* STATED EXERCISE
Pull out every line in the records below that contains the word "each".

* EXTRACTED ENTRIES
::::::

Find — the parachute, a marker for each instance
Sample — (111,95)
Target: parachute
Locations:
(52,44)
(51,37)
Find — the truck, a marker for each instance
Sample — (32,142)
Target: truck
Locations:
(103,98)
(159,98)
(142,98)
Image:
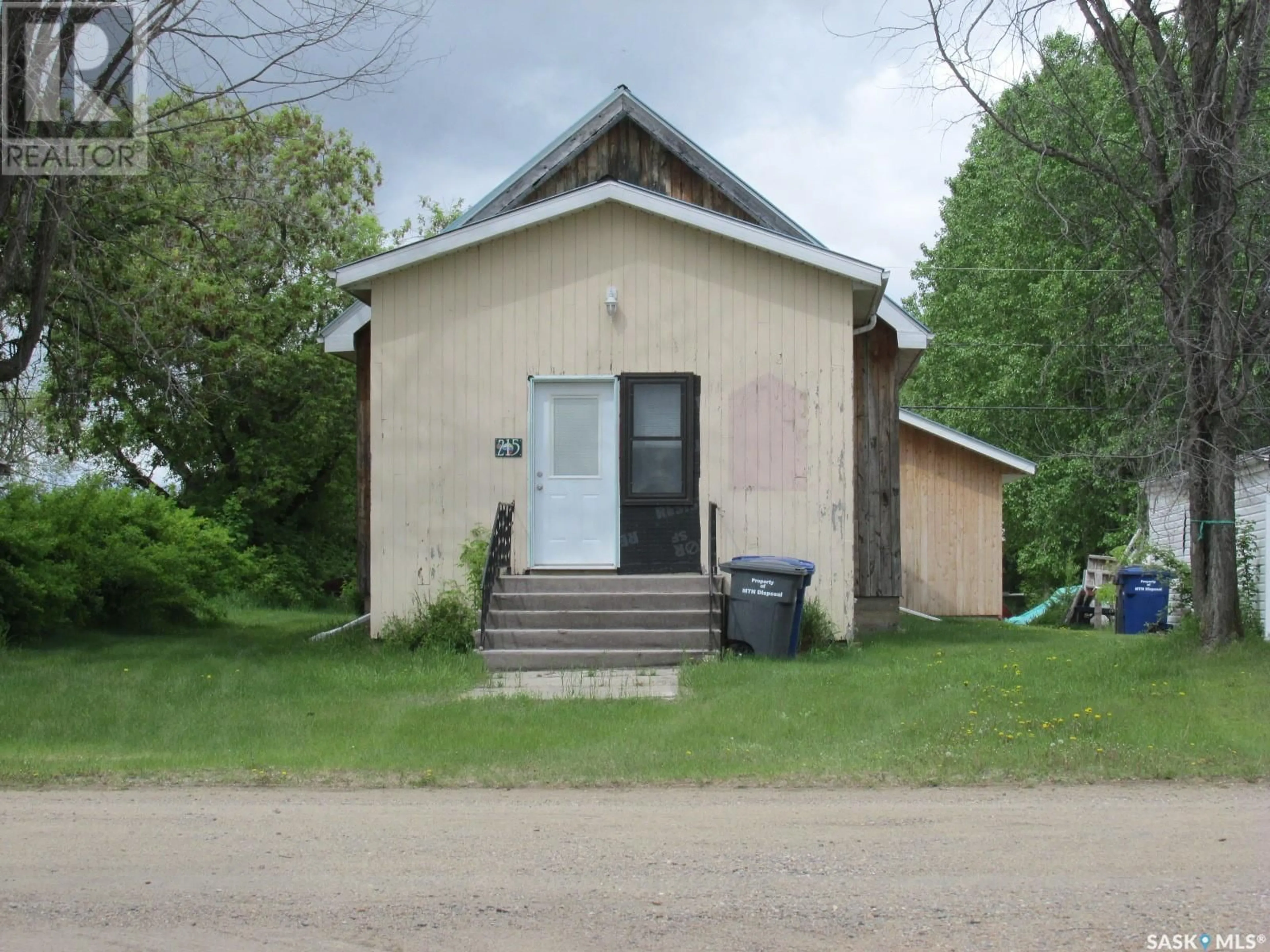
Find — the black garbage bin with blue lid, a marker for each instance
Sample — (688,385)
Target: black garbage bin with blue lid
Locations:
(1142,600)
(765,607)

::::::

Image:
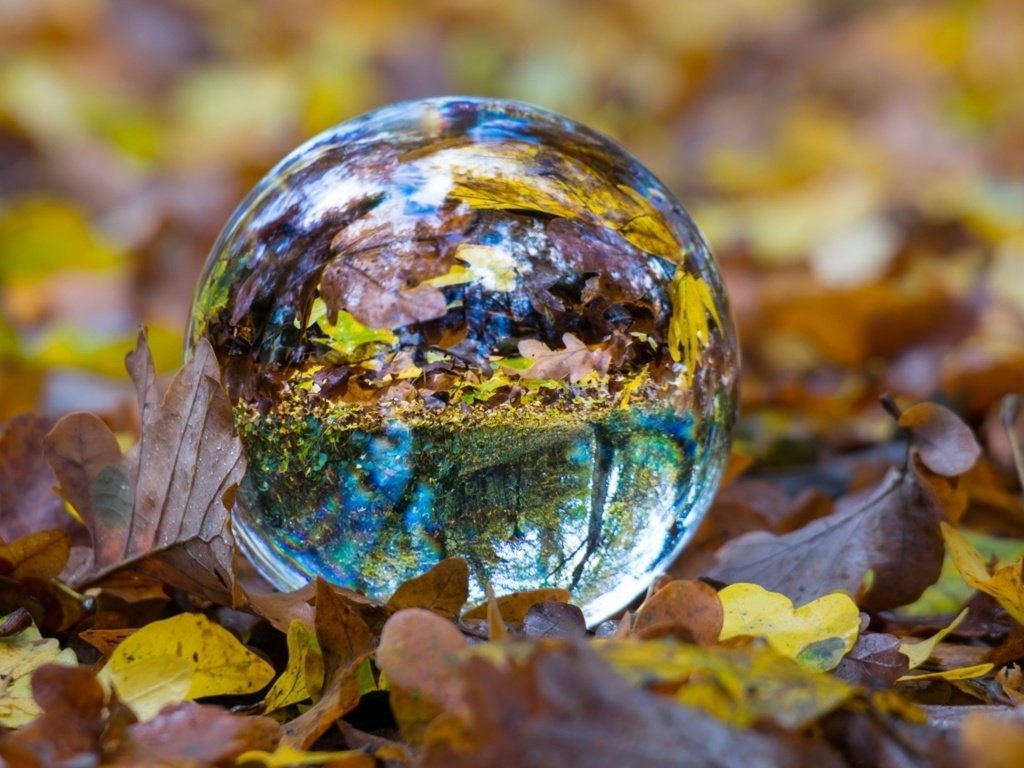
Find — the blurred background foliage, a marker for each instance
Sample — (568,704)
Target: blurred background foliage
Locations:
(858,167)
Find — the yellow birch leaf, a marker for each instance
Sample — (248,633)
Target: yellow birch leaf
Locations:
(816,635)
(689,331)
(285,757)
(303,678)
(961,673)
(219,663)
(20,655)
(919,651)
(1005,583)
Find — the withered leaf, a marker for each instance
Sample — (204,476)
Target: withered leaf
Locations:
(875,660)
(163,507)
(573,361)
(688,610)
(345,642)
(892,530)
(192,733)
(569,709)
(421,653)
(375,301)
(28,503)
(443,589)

::::::

* ANSWER TO THIS EXERCISE
Find — the parachute, a marker for each instance
Find — the truck, a marker for each instance
Find — the black garbage bin with blue lid, a marker for each instance
Find — the blurred background foliage, a marker for each instance
Find — the yellow birch leaf, a marker for each instance
Find — the withered leaf, a marker for each instance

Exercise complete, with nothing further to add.